* [QUESTIONS ON THE MATERIAL]
1. Transcribe the osprey update from "A; Yes, if it" up to and including "44 last year.".
2. Answer these questions from the osprey update:
(a) At about what age will the chick be ringed and tagged?
(b) What was the designation of the male that was the female's mate in 2010?
(c) Which bird was named last year from its Darvic ring number?

* [SOURCE TEXT]
---
Our osprey chick goes from strength to strength here at Loch of the Lowes, and is already considerably bigger than when it hatched on Saturday. There have been plenty of fish today- the poor male keeps sitting on the edge of the nest as if ‘asking’ to be allowed to take a turn at incubation like he used to, but our female stubbornly refuses to budge, being very possessive of her chick.
Q: Will the osprey chick be ringed or tagged this year?
A; Yes, if it survives and is considered fit and strong enough, it will be ringed and tagged at around 6 weeks of age by an expert team led Roy Dennis.
Q: Will you be naming the chick?
A: We have already received dozens of charming and touching requests to name this chick- it would be impossible to decide which to choose. We will be giving the chick a name based on its Darvic ring number when this is decided at ringing, as we did with Blue 44 last year.
Q: Will this chick suffer if it’s an ‘only child’?
A: No, it will be fine, lavishly looked after by both parents and will probably be the best fed chick in Scotland!
Q: If another egg does hatch now, won’t the first chick be much bigger and stronger and bully the other?
A: Yes the first chick will be at an advantage, but sibling rivalry on osprey nests is relatively mild, as long as there is enough food to go around, and osprey chicks don’t eat each other ( unlike barn owls etc).
Q: Would it be possible to tag the female osprey and then if she doesn’t return next year (a very strong possibility because of her age) then at least we would all know what finally became of her?
A: It is very difficult to catch and tag adult ospreys- a technique Roy Denis has pioneered in the UK. Unlike chicks they are hard to catch and handle and can get stressed by the process. We have discussed the possibility of doing this, but decided that given her advanced age, anything extra that might cause her any stress wasn’t in her best interests.
Q: Why have the other eggs failed this year?
A: It looks likely that we will have a single chick on this nest this year unless we get a very late surprise from egg four. It is possible that the other eggs were damaged by the chilling they suffered during incubation. It is also possible that they were never fertilized and this may because of our females age or another factor. One possibility is what biologists call “ Inbreeding depression” where if two animals are genetically closely related, their combined fertility is lower. It is just possible that if this young male is a descendant of our female, this might be a factor- but we cannot know for sure.
Q: Is this the same male osprey that tended Lady when she was so ill on the nest several years ago?
A: No, that male Green 7Y was her mate in 2010 but he did not reappear in spring 2012 and was replaced at this nest by the current male. It is most likely that he did not make it through migration unfortunately.
Q: Do adult ospreys drink?
A: Not much, as far as we know it is rare to see these birds land on the ground and drink here in the UK ( I can only remember seeing it once and that was when our poor female was recovering from her terrible illness in 2010). I am not sure how common this behavior is in drier climates like Africa where they winter- I hope to find out next winter myself.
---
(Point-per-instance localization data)
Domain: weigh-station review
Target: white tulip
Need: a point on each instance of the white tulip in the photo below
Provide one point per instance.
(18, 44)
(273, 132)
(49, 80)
---
* [SOLUTIONS TO THE PROBLEMS]
1.
A; Yes, if it survives and is considered fit and strong enough, it will be ringed and tagged at around 6 weeks of age by an expert team led Roy Dennis.
Q: Will you be naming the chick?
A: We have already received dozens of charming and touching requests to name this chick- it would be impossible to decide which to choose. We will be giving the chick a name based on its Darvic ring number when this is decided at ringing, as we did with Blue 44 last year.

2.
(a) Around 6 weeks of age
(b) Green 7Y
(c) Blue 44